_What is required:_ Repeat the entries shown below with every word and mark intact.

--

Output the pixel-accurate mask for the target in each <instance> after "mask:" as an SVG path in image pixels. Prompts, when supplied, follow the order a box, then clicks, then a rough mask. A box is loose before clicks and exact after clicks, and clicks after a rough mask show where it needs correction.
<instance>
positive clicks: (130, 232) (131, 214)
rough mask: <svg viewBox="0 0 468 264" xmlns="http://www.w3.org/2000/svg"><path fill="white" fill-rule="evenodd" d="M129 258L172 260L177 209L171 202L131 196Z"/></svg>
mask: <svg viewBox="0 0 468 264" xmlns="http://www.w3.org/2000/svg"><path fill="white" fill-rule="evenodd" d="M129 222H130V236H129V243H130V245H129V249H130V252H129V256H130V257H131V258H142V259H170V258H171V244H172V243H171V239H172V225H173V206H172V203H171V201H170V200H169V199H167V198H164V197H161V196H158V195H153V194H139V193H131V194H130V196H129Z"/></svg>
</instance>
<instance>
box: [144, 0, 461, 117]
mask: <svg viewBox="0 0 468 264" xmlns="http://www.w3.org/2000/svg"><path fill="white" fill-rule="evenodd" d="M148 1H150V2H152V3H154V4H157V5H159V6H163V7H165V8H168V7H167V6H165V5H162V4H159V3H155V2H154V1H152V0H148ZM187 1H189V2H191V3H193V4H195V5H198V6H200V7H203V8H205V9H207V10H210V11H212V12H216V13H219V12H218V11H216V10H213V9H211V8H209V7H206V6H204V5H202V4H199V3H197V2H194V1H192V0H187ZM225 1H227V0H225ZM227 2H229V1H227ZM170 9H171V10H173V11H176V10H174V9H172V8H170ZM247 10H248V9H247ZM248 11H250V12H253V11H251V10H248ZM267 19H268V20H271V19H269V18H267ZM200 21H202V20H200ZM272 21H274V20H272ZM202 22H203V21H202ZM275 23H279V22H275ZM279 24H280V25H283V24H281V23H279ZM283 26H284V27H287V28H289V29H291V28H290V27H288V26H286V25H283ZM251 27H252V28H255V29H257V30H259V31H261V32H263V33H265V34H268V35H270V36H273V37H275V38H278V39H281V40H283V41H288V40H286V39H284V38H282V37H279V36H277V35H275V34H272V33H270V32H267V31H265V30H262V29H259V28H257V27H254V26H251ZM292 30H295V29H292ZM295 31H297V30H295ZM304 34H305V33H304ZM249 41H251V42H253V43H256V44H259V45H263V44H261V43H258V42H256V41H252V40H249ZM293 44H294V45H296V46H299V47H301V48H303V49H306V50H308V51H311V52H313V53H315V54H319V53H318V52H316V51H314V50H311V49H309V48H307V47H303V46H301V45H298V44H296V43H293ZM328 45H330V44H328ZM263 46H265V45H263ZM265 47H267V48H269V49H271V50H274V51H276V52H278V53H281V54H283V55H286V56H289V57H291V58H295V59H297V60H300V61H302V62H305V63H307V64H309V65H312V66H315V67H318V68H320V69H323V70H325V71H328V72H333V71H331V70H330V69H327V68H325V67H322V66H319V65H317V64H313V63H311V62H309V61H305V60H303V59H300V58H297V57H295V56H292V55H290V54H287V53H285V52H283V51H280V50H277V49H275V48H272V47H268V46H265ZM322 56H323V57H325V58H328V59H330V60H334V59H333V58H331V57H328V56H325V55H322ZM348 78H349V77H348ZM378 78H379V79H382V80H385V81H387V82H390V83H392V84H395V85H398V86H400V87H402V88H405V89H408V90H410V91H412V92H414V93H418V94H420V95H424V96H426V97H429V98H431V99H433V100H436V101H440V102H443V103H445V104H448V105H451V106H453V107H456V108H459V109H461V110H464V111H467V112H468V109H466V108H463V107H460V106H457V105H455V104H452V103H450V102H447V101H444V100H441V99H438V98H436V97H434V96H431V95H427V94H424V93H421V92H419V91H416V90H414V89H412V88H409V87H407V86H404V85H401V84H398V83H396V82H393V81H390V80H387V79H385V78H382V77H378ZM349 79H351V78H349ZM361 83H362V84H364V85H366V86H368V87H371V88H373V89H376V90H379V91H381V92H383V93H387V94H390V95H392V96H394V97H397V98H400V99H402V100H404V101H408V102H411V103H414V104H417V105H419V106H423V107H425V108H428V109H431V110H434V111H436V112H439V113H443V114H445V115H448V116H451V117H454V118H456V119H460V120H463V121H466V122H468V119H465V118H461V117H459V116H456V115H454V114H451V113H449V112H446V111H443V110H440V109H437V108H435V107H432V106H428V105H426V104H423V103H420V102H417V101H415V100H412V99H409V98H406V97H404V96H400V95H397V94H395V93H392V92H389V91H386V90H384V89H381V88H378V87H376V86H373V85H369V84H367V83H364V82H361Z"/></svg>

--

_The answer:_
Output the pixel-accurate mask for the target in each <instance> after "mask:" as an SVG path in image pixels. Prompts, when supplied, follow the order a box, then clicks, then a rough mask. A box is loose before clicks and exact after clicks, and clicks after a rough mask show where it needs correction.
<instance>
positive clicks: (130, 232) (131, 214)
rough mask: <svg viewBox="0 0 468 264" xmlns="http://www.w3.org/2000/svg"><path fill="white" fill-rule="evenodd" d="M129 258L172 260L177 209L171 202L131 196Z"/></svg>
mask: <svg viewBox="0 0 468 264" xmlns="http://www.w3.org/2000/svg"><path fill="white" fill-rule="evenodd" d="M129 222H130V236H129V243H130V245H129V249H130V252H129V256H130V257H131V258H142V259H170V258H171V244H172V243H171V239H172V225H173V206H172V203H171V201H170V200H169V199H167V198H164V197H161V196H158V195H153V194H139V193H131V194H130V196H129Z"/></svg>
</instance>
<instance>
box: [144, 0, 461, 117]
mask: <svg viewBox="0 0 468 264" xmlns="http://www.w3.org/2000/svg"><path fill="white" fill-rule="evenodd" d="M148 1H150V2H152V3H154V4H157V5H159V6H163V7H165V8H168V7H167V6H165V5H162V4H159V3H155V2H154V1H152V0H148ZM187 1H189V2H191V3H193V4H195V5H198V6H200V7H203V8H205V9H207V10H210V11H212V12H216V13H219V12H218V11H216V10H213V9H211V8H209V7H206V6H204V5H202V4H199V3H197V2H194V1H192V0H187ZM225 1H227V0H225ZM227 2H229V1H227ZM170 9H171V10H173V11H176V10H174V9H172V8H170ZM247 10H248V9H247ZM248 11H250V12H253V11H251V10H248ZM267 19H268V20H271V19H269V18H267ZM200 21H202V20H200ZM272 21H274V20H272ZM202 22H203V21H202ZM275 23H279V22H275ZM279 24H280V25H283V24H281V23H279ZM283 26H284V27H287V28H289V29H291V28H290V27H288V26H286V25H283ZM251 27H252V28H255V29H257V30H259V31H261V32H263V33H265V34H268V35H270V36H273V37H275V38H278V39H281V40H283V41H288V40H286V39H284V38H282V37H279V36H277V35H275V34H272V33H270V32H267V31H265V30H262V29H259V28H257V27H254V26H251ZM292 30H295V29H292ZM295 31H297V30H295ZM304 34H305V33H304ZM249 41H251V42H253V43H256V44H259V45H263V44H261V43H258V42H256V41H252V40H249ZM293 44H294V45H296V46H299V47H301V48H303V49H306V50H308V51H311V52H313V53H315V54H319V53H318V52H316V51H314V50H311V49H309V48H307V47H303V46H301V45H298V44H296V43H293ZM328 45H330V44H328ZM263 46H265V45H263ZM265 47H267V48H269V49H271V50H274V51H276V52H278V53H281V54H283V55H286V56H289V57H291V58H295V59H297V60H300V61H302V62H305V63H307V64H309V65H312V66H315V67H318V68H320V69H323V70H325V71H328V72H333V71H331V70H330V69H327V68H325V67H322V66H319V65H317V64H313V63H311V62H309V61H305V60H303V59H300V58H297V57H295V56H292V55H290V54H287V53H285V52H283V51H280V50H277V49H275V48H272V47H268V46H265ZM322 56H323V57H325V58H328V59H330V60H334V59H333V58H331V57H328V56H325V55H322ZM348 78H349V77H348ZM378 78H379V79H382V80H385V81H387V82H390V83H392V84H395V85H398V86H400V87H402V88H405V89H408V90H410V91H412V92H414V93H418V94H420V95H424V96H426V97H429V98H431V99H433V100H436V101H440V102H443V103H445V104H448V105H451V106H453V107H456V108H459V109H461V110H464V111H467V112H468V109H466V108H463V107H460V106H457V105H455V104H452V103H450V102H447V101H444V100H441V99H438V98H436V97H434V96H431V95H427V94H424V93H421V92H419V91H416V90H414V89H412V88H409V87H407V86H404V85H401V84H398V83H396V82H393V81H390V80H387V79H385V78H382V77H378ZM349 79H351V78H349ZM361 83H362V84H364V85H366V86H368V87H371V88H373V89H376V90H379V91H381V92H383V93H387V94H390V95H392V96H394V97H397V98H400V99H402V100H404V101H408V102H411V103H414V104H417V105H419V106H423V107H425V108H428V109H431V110H434V111H436V112H439V113H443V114H445V115H448V116H451V117H454V118H456V119H460V120H463V121H466V122H468V119H465V118H461V117H459V116H456V115H454V114H451V113H449V112H446V111H443V110H440V109H437V108H435V107H432V106H428V105H426V104H423V103H420V102H417V101H415V100H412V99H409V98H406V97H404V96H400V95H397V94H395V93H392V92H389V91H386V90H384V89H381V88H378V87H376V86H373V85H369V84H367V83H364V82H361Z"/></svg>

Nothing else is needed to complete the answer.